**Exercise description**
Extract every line below that contains the word "cloud" and copy each one in full.

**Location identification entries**
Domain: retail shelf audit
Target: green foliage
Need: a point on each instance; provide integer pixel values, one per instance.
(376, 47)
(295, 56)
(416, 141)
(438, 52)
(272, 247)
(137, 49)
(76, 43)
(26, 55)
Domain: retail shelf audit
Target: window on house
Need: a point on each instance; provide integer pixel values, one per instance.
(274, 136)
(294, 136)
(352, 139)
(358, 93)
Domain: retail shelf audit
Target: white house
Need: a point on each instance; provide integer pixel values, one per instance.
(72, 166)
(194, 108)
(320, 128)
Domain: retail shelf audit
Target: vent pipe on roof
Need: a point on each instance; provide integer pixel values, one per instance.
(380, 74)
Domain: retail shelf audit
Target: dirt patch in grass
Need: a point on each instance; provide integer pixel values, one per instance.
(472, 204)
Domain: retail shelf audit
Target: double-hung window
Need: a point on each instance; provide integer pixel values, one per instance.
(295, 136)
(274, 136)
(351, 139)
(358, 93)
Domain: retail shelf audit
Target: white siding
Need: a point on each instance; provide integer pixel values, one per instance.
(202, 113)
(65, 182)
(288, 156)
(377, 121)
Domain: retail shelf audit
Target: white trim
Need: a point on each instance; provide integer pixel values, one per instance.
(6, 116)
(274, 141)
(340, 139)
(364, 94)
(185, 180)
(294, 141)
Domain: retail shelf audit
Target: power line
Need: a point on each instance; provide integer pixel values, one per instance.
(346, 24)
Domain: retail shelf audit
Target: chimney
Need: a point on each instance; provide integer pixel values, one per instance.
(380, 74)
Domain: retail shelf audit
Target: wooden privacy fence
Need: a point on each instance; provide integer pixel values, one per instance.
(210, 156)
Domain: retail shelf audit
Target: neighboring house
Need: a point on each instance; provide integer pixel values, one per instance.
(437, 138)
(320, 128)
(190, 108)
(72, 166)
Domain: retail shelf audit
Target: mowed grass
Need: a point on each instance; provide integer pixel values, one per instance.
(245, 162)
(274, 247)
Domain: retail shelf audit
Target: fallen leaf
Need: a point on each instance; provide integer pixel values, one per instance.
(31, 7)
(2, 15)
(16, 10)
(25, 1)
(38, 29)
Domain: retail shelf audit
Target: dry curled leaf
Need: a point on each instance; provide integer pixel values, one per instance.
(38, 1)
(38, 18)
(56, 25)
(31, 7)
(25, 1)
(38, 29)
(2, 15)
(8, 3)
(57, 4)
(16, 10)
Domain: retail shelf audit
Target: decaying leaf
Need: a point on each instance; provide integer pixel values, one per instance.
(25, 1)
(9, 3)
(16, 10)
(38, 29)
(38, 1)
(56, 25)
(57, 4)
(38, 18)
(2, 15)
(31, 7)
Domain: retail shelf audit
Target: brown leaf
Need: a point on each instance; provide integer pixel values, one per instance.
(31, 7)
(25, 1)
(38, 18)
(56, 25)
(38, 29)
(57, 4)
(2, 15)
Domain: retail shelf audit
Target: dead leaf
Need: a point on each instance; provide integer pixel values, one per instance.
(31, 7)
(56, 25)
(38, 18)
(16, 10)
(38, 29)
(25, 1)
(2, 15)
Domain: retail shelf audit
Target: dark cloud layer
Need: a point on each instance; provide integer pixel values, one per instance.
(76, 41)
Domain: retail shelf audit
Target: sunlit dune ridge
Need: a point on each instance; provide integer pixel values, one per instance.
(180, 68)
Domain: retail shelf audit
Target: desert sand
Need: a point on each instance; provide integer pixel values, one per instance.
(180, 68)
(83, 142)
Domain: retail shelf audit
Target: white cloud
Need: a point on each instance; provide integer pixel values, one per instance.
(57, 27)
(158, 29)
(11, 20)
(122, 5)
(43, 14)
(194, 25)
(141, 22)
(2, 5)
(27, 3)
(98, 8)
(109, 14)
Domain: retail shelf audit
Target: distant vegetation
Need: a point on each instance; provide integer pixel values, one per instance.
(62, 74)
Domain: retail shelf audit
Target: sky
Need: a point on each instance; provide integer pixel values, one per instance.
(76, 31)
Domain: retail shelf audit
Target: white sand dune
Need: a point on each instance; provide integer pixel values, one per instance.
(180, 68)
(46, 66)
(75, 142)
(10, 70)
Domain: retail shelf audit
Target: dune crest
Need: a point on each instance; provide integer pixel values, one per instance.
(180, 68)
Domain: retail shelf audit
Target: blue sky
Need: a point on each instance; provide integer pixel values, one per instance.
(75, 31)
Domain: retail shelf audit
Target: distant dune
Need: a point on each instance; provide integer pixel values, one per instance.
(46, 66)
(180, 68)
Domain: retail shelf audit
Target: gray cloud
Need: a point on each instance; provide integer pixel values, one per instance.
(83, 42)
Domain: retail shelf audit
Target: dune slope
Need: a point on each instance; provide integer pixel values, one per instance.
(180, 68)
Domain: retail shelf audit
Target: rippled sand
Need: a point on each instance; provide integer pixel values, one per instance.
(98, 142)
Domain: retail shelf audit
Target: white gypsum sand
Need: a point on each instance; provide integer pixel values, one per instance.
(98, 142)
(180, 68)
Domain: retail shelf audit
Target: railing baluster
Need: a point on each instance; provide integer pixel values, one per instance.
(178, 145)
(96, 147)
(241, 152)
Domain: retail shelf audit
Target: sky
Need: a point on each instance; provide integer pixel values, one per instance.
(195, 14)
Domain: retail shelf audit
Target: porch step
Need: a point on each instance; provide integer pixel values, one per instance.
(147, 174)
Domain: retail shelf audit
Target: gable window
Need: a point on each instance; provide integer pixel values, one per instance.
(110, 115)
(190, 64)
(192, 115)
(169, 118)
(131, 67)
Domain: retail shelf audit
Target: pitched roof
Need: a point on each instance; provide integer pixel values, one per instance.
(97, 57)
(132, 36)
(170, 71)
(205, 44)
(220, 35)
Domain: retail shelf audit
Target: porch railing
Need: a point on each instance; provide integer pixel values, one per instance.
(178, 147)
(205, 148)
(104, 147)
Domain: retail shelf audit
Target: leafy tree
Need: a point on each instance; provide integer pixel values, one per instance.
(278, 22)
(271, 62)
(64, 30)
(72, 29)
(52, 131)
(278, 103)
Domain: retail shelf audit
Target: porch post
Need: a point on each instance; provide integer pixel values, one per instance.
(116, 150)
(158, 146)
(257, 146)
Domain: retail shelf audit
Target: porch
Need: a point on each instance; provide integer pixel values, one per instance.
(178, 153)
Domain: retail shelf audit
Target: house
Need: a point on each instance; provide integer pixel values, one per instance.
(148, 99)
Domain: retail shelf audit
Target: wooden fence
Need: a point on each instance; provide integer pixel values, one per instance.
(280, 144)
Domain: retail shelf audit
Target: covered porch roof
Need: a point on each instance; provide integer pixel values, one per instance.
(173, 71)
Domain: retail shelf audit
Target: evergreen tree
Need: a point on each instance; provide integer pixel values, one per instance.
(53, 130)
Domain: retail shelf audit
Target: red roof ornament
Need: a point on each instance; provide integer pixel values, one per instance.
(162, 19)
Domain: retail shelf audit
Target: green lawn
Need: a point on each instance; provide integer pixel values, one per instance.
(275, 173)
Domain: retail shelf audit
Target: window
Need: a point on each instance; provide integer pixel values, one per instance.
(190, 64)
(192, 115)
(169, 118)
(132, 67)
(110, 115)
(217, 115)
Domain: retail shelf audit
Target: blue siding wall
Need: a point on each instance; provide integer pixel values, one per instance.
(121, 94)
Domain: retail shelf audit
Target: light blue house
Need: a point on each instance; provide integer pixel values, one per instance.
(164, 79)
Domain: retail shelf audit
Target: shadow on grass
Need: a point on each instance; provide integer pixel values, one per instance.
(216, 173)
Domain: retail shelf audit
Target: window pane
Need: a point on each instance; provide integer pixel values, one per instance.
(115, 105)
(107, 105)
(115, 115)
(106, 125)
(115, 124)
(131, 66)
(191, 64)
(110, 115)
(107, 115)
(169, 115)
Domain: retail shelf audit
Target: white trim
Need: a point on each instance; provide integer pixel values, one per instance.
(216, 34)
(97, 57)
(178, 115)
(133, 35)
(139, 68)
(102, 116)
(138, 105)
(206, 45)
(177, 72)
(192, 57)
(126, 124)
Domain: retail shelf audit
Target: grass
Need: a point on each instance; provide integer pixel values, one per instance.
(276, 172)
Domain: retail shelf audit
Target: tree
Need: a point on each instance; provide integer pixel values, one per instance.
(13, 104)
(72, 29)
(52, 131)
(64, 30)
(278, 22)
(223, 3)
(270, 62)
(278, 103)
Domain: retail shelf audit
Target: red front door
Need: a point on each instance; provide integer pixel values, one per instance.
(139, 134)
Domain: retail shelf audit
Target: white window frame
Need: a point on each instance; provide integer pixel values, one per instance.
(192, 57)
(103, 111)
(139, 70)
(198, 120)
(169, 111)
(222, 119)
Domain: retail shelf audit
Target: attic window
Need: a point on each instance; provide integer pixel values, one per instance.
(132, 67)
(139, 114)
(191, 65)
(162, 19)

**Exercise response**
Target: dark cloud layer
Target: white cloud
Target: gray cloud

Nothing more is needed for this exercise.